§ **Assigned task**
The full set of entries has to be output exactly.

Records supplied START

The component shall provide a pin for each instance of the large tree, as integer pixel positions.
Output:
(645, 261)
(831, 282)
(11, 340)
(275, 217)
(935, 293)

Records supplied END

§ **Exercise result**
The component shall provide a pin for each instance of the large tree, as integer pixel positions.
Output:
(645, 261)
(831, 282)
(11, 340)
(275, 217)
(935, 293)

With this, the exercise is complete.